How to complete this task:
Write out the data exactly, keeping every line.

Given entries section start

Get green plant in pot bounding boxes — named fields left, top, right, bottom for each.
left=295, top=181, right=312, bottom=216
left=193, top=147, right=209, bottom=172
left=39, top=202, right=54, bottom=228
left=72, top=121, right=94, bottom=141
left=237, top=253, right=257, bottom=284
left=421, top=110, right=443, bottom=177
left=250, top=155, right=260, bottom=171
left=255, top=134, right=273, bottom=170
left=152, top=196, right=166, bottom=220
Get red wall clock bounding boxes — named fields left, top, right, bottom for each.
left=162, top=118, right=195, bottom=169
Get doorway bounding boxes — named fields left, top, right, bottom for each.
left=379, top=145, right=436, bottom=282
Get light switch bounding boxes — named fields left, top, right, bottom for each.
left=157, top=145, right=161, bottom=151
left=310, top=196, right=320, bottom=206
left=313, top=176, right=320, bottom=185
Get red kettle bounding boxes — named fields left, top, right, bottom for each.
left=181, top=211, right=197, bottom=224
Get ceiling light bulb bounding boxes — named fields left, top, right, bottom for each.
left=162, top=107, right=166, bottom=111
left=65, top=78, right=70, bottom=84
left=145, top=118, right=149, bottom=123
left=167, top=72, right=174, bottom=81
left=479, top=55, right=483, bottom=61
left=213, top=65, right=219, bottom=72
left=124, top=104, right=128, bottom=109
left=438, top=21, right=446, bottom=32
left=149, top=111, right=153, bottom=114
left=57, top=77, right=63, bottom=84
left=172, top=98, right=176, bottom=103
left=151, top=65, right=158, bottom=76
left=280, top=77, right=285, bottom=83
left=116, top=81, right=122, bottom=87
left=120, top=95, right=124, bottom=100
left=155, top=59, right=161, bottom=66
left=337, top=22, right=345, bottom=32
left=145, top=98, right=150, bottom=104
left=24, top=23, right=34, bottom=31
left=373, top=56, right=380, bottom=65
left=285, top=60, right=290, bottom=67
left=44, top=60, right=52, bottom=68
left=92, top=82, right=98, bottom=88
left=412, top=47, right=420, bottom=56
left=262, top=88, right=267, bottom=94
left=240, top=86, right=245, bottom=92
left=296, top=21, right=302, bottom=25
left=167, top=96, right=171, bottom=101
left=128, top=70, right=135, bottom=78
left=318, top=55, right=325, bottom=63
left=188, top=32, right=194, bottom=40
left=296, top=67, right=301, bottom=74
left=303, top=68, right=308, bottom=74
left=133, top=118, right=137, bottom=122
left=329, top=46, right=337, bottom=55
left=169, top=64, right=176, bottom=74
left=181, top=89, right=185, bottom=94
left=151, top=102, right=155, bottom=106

Given entries section end

Answer box:
Get green plant in pot bounding boxes — named fields left, top, right, bottom for each.
left=295, top=181, right=312, bottom=216
left=193, top=147, right=209, bottom=172
left=39, top=202, right=54, bottom=228
left=72, top=121, right=94, bottom=141
left=237, top=253, right=257, bottom=284
left=421, top=110, right=443, bottom=177
left=250, top=155, right=260, bottom=171
left=255, top=134, right=273, bottom=170
left=152, top=196, right=166, bottom=220
Get red wall clock bounding boxes — named fields left, top, right, bottom for each.
left=162, top=118, right=195, bottom=169
Get doorway bounding boxes — named fields left, top, right, bottom for each.
left=379, top=145, right=436, bottom=282
Get light switch bounding boxes — named fields left, top, right, bottom for each.
left=157, top=145, right=161, bottom=151
left=310, top=196, right=320, bottom=206
left=313, top=176, right=320, bottom=185
Get red kettle bounding boxes — named fields left, top, right, bottom for each.
left=181, top=211, right=197, bottom=224
Get ceiling light bulb bounding boxes — named fields left, top, right, bottom for each.
left=162, top=107, right=166, bottom=111
left=65, top=78, right=70, bottom=84
left=145, top=118, right=149, bottom=123
left=167, top=72, right=174, bottom=81
left=479, top=55, right=483, bottom=61
left=213, top=65, right=219, bottom=72
left=124, top=104, right=128, bottom=109
left=438, top=21, right=446, bottom=32
left=149, top=111, right=153, bottom=114
left=57, top=77, right=63, bottom=84
left=172, top=98, right=176, bottom=103
left=151, top=65, right=158, bottom=76
left=280, top=77, right=285, bottom=83
left=116, top=81, right=122, bottom=87
left=120, top=95, right=124, bottom=100
left=155, top=59, right=161, bottom=66
left=337, top=22, right=345, bottom=32
left=145, top=98, right=150, bottom=104
left=24, top=23, right=34, bottom=31
left=373, top=56, right=380, bottom=65
left=285, top=60, right=290, bottom=67
left=44, top=60, right=52, bottom=68
left=92, top=82, right=98, bottom=88
left=412, top=47, right=420, bottom=56
left=262, top=88, right=267, bottom=94
left=240, top=86, right=245, bottom=92
left=296, top=21, right=302, bottom=25
left=167, top=96, right=171, bottom=101
left=128, top=70, right=135, bottom=78
left=318, top=55, right=325, bottom=63
left=188, top=32, right=194, bottom=40
left=296, top=67, right=301, bottom=74
left=303, top=68, right=308, bottom=74
left=133, top=118, right=137, bottom=122
left=329, top=46, right=337, bottom=55
left=169, top=64, right=176, bottom=74
left=181, top=89, right=185, bottom=94
left=151, top=102, right=155, bottom=106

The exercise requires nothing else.